━━━━━ SUPPLIED DATA ━━━━━
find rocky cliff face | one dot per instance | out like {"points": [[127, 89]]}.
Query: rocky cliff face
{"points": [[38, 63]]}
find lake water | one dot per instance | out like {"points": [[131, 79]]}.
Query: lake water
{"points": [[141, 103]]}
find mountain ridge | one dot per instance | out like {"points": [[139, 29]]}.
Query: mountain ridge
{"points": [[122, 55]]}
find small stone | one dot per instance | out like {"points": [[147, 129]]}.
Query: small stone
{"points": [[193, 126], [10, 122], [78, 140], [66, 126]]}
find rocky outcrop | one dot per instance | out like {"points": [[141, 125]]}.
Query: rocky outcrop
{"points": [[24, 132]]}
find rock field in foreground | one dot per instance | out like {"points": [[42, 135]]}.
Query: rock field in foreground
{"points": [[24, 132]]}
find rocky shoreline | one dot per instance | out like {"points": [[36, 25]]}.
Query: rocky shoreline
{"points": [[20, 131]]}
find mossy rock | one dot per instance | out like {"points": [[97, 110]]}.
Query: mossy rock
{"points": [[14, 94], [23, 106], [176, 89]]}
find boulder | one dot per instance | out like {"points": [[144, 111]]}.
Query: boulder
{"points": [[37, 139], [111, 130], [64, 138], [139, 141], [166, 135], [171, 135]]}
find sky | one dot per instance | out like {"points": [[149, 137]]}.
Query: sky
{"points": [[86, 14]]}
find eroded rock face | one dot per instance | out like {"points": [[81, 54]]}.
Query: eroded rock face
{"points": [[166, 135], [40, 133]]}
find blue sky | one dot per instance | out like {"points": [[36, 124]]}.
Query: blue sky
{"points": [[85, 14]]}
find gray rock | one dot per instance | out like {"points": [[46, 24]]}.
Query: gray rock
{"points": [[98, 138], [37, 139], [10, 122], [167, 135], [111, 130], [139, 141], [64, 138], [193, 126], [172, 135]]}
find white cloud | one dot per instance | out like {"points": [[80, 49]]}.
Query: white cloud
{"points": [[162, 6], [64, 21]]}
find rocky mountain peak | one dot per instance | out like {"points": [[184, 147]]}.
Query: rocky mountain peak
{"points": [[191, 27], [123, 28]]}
━━━━━
DESCRIPTION OF THE TASK » What goes in the answer is the run of lines from the one holding "Query: blue sky" to the end of the entries, reproduced exactly and with nothing else.

EXERCISE RESPONSE »
Query: blue sky
{"points": [[85, 14]]}
find gray rock | one dot per instance | out like {"points": [[46, 24]]}.
Query: gray rock
{"points": [[98, 138], [37, 139], [10, 122], [167, 135], [111, 130], [139, 141], [64, 138], [193, 126], [172, 135]]}
find white cloud | one dot per instance | out like {"points": [[80, 49]]}.
Query: white cloud
{"points": [[162, 6], [64, 21]]}
find rocky mountain peak | one dot per instance | out like {"points": [[184, 147]]}.
Query: rocky mountain peak
{"points": [[191, 27], [123, 28]]}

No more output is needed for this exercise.